Task brief
Rewrite the Canadian seasonal forecast text from the words "In the last" through "and Barnston (1996).", putting "Newsletter" in place of "Bulletin".

Excerpt
=== Section Start ===

In the last several issues of this Bulletin, forecasts of Canadian temperature and precipitation using the multivariate statistical technique of canonical correlation analysis (CCA) were presented. For Canada, predictive relationships between evolving large scale patterns of quasi-global sea surface temperature, Northern Hemisphere 500 mb, and the subsequent Canadian surface temperature and precipitation have been developed. Here, we present the forecasts for Dec-Jan-Feb 1999 using the predictor fields through May 1998. This is a 9-month lead forecast. More details about the Canadian CCA-based seasonal climate prediction can be found in Shabbar (1996a, 1996b) and Shabbar and Barnston (1996).

=== Section End ===

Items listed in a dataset
=== Section Start ===

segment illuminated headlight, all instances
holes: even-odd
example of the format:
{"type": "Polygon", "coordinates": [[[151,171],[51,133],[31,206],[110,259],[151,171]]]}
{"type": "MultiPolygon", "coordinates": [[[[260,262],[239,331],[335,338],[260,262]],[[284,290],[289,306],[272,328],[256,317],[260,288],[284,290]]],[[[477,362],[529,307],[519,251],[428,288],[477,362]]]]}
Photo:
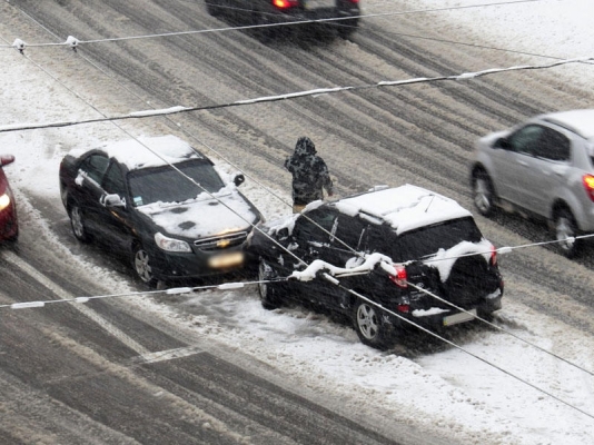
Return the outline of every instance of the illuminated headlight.
{"type": "Polygon", "coordinates": [[[8,206],[10,206],[10,196],[4,194],[0,196],[0,210],[6,209],[8,206]]]}
{"type": "Polygon", "coordinates": [[[160,233],[155,234],[155,243],[157,243],[159,248],[167,251],[191,251],[188,243],[179,239],[168,238],[160,233]]]}

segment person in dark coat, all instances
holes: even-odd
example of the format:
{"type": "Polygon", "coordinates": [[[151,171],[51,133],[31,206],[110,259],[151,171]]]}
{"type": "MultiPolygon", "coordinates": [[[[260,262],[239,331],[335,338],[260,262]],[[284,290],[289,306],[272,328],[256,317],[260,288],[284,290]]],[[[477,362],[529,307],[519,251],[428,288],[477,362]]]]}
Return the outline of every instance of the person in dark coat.
{"type": "Polygon", "coordinates": [[[285,168],[293,174],[293,212],[297,214],[309,202],[324,199],[324,189],[333,196],[333,181],[326,162],[316,154],[311,139],[301,137],[295,152],[285,160],[285,168]]]}

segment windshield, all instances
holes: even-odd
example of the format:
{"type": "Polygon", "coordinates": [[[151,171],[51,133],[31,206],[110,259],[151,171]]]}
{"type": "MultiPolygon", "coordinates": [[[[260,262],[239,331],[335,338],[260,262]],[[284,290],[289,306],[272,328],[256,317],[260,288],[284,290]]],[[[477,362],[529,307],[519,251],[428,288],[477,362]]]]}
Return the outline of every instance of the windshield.
{"type": "Polygon", "coordinates": [[[205,160],[176,164],[184,175],[194,179],[197,186],[171,166],[133,170],[128,175],[128,184],[135,207],[152,202],[182,202],[194,199],[202,191],[210,194],[220,190],[224,182],[205,160]]]}
{"type": "Polygon", "coordinates": [[[481,239],[483,235],[473,218],[453,219],[402,234],[393,258],[402,261],[420,259],[462,241],[478,243],[481,239]]]}

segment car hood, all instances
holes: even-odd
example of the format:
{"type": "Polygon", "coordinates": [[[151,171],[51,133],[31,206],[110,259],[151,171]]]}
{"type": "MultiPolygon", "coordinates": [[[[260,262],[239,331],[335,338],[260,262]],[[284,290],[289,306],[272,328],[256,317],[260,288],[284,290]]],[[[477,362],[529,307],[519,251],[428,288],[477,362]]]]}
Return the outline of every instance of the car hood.
{"type": "Polygon", "coordinates": [[[192,239],[249,230],[259,219],[254,207],[238,191],[205,195],[179,204],[155,202],[138,210],[165,234],[192,239]]]}

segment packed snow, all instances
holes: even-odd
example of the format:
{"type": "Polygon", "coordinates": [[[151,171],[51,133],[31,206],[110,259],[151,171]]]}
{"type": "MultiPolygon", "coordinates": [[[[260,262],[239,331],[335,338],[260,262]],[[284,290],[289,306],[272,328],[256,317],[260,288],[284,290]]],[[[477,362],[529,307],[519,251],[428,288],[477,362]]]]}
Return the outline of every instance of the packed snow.
{"type": "MultiPolygon", "coordinates": [[[[386,4],[380,0],[362,3],[369,13],[380,11],[379,7],[386,4]]],[[[409,0],[405,3],[410,10],[418,10],[469,6],[478,1],[409,0]]],[[[482,39],[499,48],[576,58],[594,56],[590,53],[593,34],[587,12],[591,10],[591,0],[551,0],[433,12],[433,18],[436,28],[459,29],[461,39],[474,34],[476,41],[482,39]]],[[[3,37],[12,41],[17,36],[3,37]]],[[[0,51],[0,66],[3,67],[2,85],[27,86],[0,90],[2,126],[96,116],[18,51],[0,51]]],[[[560,71],[576,85],[591,88],[594,71],[590,66],[564,67],[560,71]]],[[[83,82],[80,88],[85,88],[83,82]]],[[[102,123],[0,134],[2,151],[17,156],[17,161],[6,171],[20,199],[23,220],[33,214],[27,202],[30,195],[47,197],[59,205],[58,165],[66,152],[81,144],[91,147],[122,138],[118,129],[102,123]]],[[[255,185],[241,187],[265,216],[290,214],[290,208],[270,199],[255,185]]],[[[289,200],[288,190],[275,191],[289,200]]],[[[53,237],[48,225],[41,227],[47,230],[48,238],[53,237]]],[[[88,264],[87,273],[98,280],[116,279],[110,270],[88,264]]],[[[129,289],[121,278],[117,286],[119,290],[129,289]]],[[[534,286],[538,288],[538,284],[534,286]]],[[[206,337],[251,354],[319,394],[344,394],[345,403],[355,409],[377,409],[385,413],[386,422],[395,418],[420,423],[426,429],[443,434],[444,443],[448,437],[475,444],[577,445],[593,441],[592,375],[514,336],[474,329],[467,334],[461,332],[456,337],[464,342],[466,352],[440,347],[436,342],[433,349],[418,354],[386,354],[362,345],[353,329],[303,308],[264,310],[255,286],[180,296],[176,293],[170,293],[176,300],[169,305],[156,304],[149,298],[133,301],[177,318],[206,337]],[[525,382],[513,376],[521,376],[525,382]]],[[[594,350],[594,339],[584,338],[575,327],[505,298],[498,322],[505,329],[544,349],[557,338],[563,342],[564,357],[584,368],[594,368],[593,363],[583,359],[591,357],[585,353],[594,350]]]]}

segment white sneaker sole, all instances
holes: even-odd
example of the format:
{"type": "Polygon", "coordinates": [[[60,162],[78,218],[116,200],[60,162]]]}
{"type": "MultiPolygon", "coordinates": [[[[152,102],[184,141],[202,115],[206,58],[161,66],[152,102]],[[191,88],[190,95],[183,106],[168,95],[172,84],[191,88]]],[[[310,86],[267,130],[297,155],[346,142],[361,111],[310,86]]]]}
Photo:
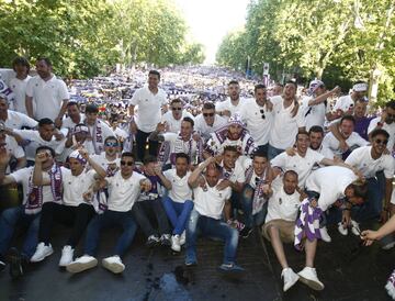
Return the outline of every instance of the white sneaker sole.
{"type": "Polygon", "coordinates": [[[319,283],[317,281],[314,281],[312,279],[304,278],[302,275],[300,275],[300,280],[305,283],[307,287],[309,287],[313,290],[323,290],[325,286],[323,283],[319,283]]]}
{"type": "Polygon", "coordinates": [[[75,261],[75,263],[71,263],[68,266],[66,266],[66,270],[69,272],[76,274],[76,272],[84,271],[87,269],[94,268],[97,265],[98,265],[98,259],[95,259],[95,258],[88,263],[75,261]]]}
{"type": "Polygon", "coordinates": [[[46,257],[50,256],[54,254],[54,249],[52,249],[49,253],[45,254],[43,257],[40,257],[37,259],[33,259],[33,257],[31,258],[31,263],[40,263],[43,261],[46,257]]]}
{"type": "Polygon", "coordinates": [[[119,265],[116,263],[108,263],[105,260],[102,260],[102,266],[108,270],[112,271],[113,274],[121,274],[125,269],[125,267],[122,265],[119,265]]]}

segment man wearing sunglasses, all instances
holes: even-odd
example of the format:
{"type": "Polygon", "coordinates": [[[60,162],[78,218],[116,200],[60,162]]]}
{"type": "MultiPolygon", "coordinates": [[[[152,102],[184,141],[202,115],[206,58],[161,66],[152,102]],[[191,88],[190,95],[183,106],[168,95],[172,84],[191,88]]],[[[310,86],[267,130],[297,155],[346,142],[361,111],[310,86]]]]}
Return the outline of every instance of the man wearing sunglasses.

=== Section End ===

Task solution
In the last several issues of this Newsletter, forecasts of Canadian temperature and precipitation using the multivariate statistical technique of canonical correlation analysis (CCA) were presented. For Canada, predictive relationships between evolving large scale patterns of quasi-global sea surface temperature, Northern Hemisphere 500 mb, and the subsequent Canadian surface temperature and precipitation have been developed. Here, we present the forecasts for Dec-Jan-Feb 1999 using the predictor fields through May 1998. This is a 9-month lead forecast. More details about the Canadian CCA-based seasonal climate prediction can be found in Shabbar (1996a, 1996b) and Shabbar and Barnston (1996).